**PROBLEM DETAILS**
Please return every line of the records below that holds the word "wall".

**MATERIAL FOR THE TASK**
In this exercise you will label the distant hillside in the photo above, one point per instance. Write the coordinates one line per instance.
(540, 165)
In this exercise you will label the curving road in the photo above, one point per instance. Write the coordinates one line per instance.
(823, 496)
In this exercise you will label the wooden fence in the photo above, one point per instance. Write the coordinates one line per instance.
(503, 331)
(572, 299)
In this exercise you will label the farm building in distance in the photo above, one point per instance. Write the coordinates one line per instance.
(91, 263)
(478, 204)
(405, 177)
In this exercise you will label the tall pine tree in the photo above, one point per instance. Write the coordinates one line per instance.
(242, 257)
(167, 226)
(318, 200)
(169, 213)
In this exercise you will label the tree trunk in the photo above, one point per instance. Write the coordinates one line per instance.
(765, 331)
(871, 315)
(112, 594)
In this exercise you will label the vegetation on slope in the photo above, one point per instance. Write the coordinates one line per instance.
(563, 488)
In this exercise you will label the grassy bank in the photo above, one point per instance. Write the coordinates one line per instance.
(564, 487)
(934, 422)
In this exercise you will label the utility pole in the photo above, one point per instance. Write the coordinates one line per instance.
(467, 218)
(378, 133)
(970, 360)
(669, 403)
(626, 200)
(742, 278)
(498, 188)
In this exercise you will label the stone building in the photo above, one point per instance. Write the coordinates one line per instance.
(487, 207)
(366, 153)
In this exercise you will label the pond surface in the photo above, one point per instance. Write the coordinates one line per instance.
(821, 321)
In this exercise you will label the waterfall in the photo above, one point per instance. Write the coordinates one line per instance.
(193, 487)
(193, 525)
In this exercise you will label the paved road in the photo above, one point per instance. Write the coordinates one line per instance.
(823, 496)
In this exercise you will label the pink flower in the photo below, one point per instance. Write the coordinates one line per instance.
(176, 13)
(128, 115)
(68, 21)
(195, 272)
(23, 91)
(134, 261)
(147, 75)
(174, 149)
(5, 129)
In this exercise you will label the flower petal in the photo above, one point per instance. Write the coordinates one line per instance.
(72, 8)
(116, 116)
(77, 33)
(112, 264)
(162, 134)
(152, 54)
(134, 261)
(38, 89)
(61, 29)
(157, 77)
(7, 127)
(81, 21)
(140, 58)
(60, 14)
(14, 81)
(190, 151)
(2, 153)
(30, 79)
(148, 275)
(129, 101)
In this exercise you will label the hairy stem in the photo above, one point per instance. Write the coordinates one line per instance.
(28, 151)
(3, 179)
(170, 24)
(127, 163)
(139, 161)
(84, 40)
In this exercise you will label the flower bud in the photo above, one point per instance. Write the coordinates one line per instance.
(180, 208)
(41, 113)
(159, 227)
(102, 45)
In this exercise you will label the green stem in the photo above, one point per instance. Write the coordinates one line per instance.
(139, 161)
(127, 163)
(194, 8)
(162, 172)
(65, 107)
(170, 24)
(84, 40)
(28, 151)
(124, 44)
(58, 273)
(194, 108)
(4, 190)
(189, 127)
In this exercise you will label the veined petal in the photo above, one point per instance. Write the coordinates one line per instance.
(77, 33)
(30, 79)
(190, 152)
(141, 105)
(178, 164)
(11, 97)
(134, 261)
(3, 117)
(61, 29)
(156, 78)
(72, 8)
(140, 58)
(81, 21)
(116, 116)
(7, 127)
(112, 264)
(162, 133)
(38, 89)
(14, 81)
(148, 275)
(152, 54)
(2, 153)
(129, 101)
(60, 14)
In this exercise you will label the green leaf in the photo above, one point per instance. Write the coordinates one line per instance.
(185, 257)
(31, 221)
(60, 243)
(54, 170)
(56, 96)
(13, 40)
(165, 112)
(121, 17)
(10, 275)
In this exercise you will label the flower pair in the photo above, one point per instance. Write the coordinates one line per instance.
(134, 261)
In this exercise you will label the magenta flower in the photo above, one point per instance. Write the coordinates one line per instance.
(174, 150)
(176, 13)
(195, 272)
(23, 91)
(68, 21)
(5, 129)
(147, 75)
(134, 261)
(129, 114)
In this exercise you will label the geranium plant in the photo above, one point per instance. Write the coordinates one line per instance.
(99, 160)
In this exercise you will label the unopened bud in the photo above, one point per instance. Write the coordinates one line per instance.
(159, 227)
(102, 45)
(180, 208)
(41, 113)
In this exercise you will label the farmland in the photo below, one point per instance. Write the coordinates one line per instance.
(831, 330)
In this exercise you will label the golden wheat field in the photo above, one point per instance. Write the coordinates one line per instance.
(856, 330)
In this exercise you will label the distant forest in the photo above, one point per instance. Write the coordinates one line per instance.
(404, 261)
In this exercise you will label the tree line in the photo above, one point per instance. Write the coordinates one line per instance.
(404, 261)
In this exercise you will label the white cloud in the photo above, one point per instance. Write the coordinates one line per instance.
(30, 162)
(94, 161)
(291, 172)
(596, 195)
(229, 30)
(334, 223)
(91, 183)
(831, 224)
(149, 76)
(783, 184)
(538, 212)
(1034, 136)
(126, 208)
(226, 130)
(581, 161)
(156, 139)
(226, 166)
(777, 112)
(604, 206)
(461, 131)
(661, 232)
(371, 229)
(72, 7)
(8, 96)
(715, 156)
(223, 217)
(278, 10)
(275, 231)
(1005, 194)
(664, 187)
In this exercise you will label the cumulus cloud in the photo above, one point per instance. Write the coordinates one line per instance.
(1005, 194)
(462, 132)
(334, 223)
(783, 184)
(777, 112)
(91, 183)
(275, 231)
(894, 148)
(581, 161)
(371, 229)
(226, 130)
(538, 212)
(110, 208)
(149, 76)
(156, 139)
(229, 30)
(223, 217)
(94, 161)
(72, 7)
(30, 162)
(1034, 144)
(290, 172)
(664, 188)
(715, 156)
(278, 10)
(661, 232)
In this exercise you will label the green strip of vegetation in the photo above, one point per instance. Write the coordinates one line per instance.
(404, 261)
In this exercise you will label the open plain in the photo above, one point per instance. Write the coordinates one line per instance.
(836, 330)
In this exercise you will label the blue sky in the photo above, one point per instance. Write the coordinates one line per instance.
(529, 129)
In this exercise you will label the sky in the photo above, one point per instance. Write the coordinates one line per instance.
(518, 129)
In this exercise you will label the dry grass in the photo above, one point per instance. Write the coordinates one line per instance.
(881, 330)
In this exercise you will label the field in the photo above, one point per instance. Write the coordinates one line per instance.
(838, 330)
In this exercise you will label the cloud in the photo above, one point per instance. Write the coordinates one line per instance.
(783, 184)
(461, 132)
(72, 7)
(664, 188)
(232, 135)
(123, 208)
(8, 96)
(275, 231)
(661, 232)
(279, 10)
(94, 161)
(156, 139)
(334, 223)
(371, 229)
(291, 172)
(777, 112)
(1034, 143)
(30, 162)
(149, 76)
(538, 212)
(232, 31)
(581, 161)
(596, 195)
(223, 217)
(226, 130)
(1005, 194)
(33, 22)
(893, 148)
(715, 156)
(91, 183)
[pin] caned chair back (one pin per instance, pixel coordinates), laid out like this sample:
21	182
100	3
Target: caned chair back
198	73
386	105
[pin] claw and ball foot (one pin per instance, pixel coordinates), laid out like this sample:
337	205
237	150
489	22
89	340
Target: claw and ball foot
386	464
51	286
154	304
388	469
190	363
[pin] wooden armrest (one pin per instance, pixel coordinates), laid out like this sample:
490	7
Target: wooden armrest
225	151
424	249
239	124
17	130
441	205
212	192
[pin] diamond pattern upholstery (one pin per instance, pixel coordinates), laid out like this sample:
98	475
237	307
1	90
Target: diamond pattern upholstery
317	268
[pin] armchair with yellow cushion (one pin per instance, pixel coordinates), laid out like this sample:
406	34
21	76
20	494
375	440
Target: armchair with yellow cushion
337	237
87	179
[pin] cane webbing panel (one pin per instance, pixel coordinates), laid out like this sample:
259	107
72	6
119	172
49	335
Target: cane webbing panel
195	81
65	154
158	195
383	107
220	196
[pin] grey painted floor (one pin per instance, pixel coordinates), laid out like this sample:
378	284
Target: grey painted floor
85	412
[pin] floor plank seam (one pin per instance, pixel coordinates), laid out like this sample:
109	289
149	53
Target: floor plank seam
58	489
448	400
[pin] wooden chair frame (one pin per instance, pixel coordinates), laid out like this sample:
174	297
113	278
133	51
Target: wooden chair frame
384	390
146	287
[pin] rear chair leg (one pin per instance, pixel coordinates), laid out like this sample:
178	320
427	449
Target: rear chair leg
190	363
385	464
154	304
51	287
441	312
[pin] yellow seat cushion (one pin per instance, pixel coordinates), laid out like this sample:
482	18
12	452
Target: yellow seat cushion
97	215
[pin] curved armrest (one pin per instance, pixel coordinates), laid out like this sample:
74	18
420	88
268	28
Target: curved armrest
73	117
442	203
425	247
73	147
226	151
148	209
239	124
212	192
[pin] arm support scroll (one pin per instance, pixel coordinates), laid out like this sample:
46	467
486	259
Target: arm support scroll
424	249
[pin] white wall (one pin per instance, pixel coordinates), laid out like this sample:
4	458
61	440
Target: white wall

**ANSWER FOR THE TASK**
[pin] white wall (one pin per instance, pixel coordinates), laid out like this sample:
Target: white wall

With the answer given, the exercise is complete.